Stored data entries

◇ ◇ ◇ ◇

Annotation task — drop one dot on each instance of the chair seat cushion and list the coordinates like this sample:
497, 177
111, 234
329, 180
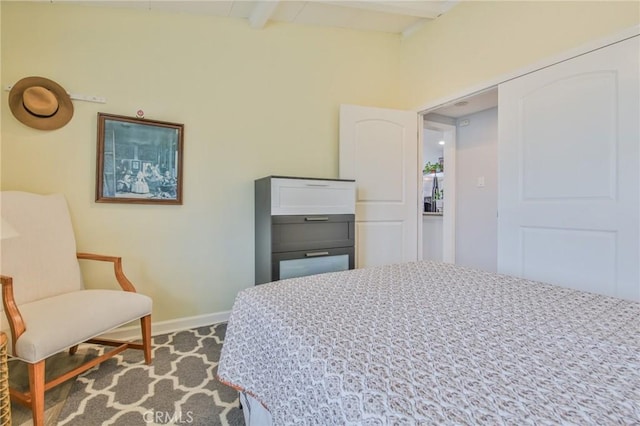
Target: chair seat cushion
57, 323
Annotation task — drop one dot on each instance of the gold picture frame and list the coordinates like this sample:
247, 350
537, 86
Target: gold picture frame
139, 161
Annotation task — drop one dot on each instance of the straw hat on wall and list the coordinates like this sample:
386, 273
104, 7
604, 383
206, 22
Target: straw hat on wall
40, 103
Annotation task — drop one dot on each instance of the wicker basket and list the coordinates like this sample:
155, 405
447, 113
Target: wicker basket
5, 400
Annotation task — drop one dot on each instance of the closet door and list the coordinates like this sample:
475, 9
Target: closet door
568, 173
379, 149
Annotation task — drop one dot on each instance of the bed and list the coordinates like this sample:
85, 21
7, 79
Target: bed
431, 343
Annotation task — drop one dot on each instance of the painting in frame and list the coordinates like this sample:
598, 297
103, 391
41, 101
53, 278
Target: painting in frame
139, 160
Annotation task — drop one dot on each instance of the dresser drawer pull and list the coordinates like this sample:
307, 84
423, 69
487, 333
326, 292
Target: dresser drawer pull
317, 253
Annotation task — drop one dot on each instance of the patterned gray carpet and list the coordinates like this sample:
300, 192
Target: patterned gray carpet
178, 388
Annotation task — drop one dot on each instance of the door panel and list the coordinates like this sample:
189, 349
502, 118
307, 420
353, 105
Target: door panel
379, 149
568, 173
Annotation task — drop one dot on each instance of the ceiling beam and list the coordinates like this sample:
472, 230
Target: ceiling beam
262, 13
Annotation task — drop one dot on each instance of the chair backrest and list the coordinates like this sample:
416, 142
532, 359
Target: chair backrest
41, 259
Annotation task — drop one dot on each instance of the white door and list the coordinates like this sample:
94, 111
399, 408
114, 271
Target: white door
379, 149
568, 173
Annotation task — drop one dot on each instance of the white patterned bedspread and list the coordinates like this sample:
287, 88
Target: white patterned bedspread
430, 343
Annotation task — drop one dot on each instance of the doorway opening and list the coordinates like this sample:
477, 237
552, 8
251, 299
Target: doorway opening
443, 231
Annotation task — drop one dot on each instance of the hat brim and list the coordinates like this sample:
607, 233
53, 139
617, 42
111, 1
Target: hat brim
61, 117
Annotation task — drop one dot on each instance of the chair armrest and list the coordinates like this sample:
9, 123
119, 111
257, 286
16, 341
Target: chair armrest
117, 268
16, 322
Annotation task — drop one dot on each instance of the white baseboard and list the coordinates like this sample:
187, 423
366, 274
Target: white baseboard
132, 332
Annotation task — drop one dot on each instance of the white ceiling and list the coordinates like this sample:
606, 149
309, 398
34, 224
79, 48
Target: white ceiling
469, 104
400, 17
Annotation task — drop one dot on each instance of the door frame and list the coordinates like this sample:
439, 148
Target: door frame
430, 107
449, 206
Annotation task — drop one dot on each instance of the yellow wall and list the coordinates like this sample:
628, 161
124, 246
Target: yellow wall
254, 102
478, 41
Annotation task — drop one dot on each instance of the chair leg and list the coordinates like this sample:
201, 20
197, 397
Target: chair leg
36, 388
145, 323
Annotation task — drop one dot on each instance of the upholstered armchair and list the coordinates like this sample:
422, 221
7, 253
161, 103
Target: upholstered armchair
47, 308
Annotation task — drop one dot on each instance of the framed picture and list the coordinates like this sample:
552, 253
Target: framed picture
139, 160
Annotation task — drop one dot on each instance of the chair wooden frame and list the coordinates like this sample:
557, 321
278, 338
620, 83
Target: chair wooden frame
34, 398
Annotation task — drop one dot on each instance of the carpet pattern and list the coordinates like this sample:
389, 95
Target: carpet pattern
178, 388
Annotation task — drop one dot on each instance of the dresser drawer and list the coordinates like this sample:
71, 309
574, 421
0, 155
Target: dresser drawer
309, 232
312, 196
310, 262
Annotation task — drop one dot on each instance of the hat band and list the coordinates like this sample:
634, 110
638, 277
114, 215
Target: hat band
40, 115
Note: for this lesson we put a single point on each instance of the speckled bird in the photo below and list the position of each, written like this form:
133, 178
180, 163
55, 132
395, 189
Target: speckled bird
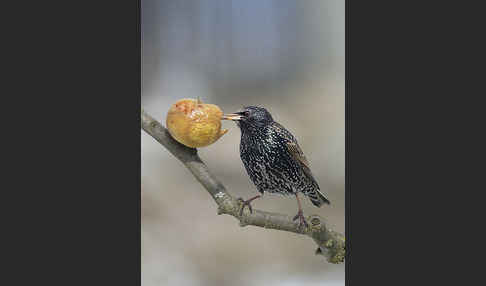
273, 159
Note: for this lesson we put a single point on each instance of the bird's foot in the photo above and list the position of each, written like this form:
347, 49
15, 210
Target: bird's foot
300, 216
247, 203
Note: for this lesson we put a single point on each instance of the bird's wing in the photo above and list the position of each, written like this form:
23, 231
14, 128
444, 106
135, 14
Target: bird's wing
296, 152
298, 155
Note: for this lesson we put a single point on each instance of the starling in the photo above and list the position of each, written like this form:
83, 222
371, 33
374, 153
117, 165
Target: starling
273, 159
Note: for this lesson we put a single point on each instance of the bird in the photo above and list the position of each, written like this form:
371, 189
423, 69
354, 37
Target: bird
274, 160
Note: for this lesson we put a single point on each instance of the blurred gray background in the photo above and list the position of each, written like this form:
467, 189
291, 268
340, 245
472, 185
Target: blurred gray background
287, 56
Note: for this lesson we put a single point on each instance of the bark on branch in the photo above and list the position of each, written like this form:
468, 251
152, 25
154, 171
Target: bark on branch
331, 244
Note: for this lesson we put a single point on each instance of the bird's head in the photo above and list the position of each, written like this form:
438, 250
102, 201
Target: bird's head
250, 116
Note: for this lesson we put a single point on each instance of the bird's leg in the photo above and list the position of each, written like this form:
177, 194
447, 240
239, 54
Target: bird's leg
247, 203
300, 214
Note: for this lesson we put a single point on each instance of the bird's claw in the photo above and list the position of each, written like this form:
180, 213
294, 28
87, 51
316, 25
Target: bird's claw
243, 204
300, 216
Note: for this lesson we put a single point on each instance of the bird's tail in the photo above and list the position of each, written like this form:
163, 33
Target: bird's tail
317, 198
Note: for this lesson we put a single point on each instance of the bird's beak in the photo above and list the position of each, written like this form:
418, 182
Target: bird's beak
232, 116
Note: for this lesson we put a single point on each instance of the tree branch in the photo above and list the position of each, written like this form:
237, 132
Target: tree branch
330, 243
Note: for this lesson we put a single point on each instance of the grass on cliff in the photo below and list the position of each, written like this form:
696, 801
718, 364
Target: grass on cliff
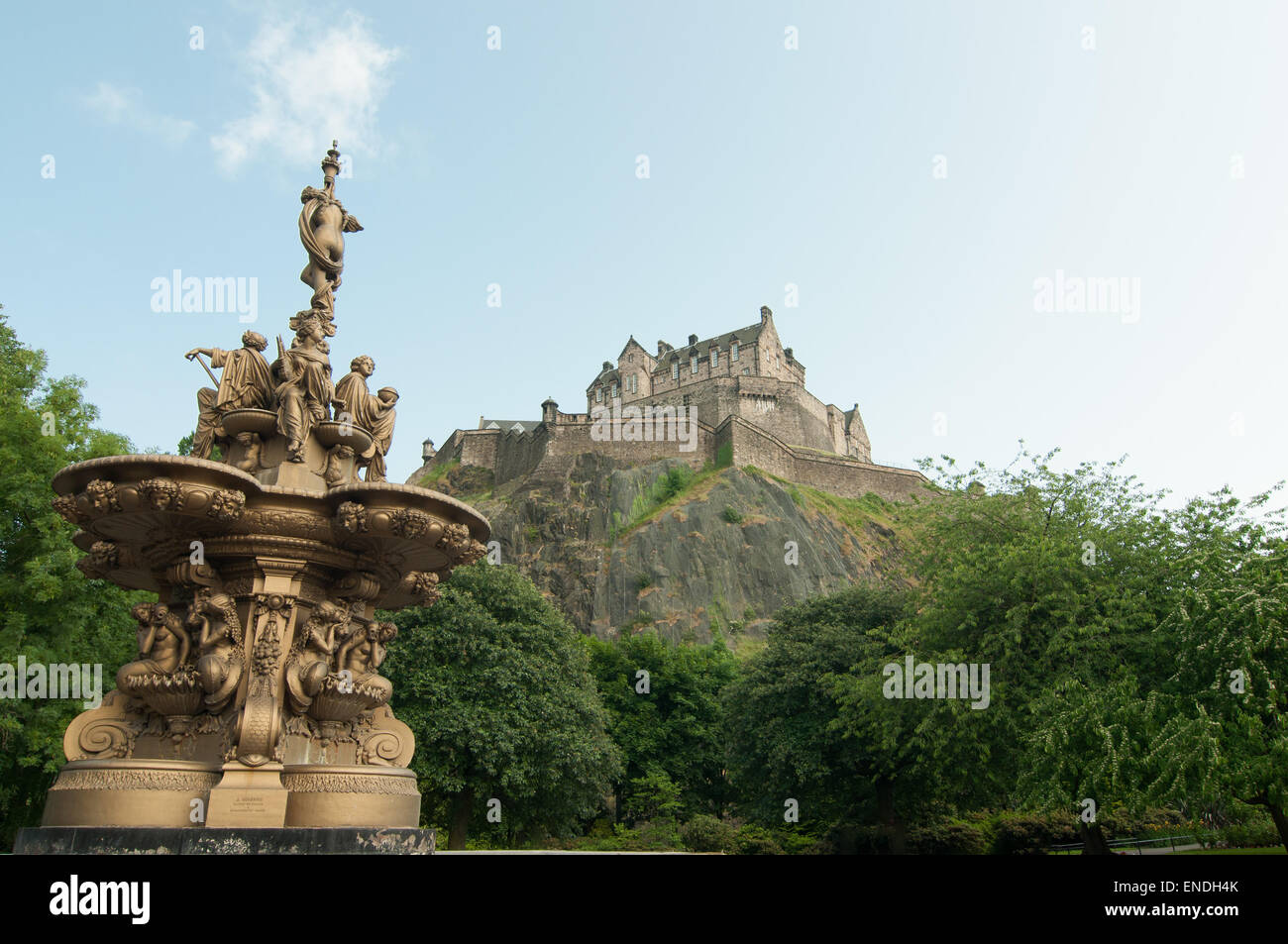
438, 474
854, 514
679, 483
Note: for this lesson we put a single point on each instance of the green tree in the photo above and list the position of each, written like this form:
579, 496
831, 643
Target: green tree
782, 710
673, 733
1224, 720
50, 612
494, 682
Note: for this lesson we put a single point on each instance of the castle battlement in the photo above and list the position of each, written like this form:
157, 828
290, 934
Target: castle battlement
741, 394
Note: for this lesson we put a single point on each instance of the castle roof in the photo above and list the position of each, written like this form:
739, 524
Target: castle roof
747, 335
509, 425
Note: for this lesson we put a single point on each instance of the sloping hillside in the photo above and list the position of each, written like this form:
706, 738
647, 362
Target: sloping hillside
621, 549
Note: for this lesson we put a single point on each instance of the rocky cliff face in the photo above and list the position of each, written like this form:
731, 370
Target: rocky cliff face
622, 549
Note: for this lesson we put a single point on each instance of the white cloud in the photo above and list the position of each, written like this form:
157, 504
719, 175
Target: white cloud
308, 88
120, 106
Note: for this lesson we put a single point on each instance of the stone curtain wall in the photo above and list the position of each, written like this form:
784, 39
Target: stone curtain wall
844, 476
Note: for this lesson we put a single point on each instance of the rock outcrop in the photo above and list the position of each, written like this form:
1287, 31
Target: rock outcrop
621, 549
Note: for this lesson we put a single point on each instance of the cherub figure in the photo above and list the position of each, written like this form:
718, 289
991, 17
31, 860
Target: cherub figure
219, 661
323, 222
163, 644
362, 655
304, 384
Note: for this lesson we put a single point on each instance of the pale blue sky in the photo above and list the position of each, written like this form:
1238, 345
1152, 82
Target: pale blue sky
768, 166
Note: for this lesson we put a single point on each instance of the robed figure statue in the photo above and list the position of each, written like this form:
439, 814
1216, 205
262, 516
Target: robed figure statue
374, 413
245, 384
304, 384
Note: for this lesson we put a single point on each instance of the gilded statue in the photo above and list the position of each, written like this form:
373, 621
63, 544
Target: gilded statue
362, 655
374, 413
163, 646
244, 384
312, 665
323, 222
304, 387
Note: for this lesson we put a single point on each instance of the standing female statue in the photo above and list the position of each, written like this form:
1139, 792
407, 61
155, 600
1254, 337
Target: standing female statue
323, 223
304, 384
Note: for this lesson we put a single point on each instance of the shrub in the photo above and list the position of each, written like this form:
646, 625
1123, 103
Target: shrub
1031, 833
948, 837
704, 833
756, 840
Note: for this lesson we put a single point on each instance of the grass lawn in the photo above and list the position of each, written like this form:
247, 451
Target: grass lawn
1262, 850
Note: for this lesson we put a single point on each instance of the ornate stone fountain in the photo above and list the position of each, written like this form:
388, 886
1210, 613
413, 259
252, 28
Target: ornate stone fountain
256, 699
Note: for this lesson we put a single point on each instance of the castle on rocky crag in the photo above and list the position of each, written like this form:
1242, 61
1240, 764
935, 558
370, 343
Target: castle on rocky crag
737, 398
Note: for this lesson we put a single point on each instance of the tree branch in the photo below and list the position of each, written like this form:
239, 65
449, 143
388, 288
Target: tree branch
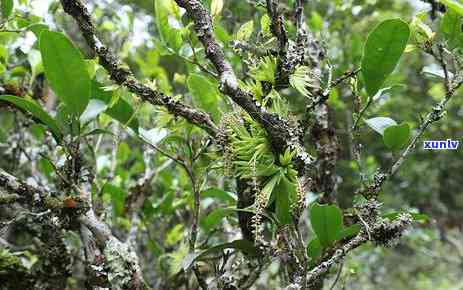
123, 76
280, 133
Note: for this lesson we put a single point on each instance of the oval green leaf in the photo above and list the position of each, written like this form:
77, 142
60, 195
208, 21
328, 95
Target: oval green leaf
382, 51
395, 137
36, 111
66, 71
121, 111
326, 221
7, 8
379, 124
458, 7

◇ ◇ ◇ ◇

Task to carry out:
Scan the lines above for "below", then copy every one that has it.

Answer to the problem:
Note: for this lesson we put a single point on each instance of the speckled bird in the photo below and list the position of each, written like this form:
Note: for this lesson we put a single point on each instance of the grass on cliff in the photo below and list the position of each, written like this form:
Note: for this lesson we put a single point on each instance of the tree branch in the photo below and list the position of each, written like this form:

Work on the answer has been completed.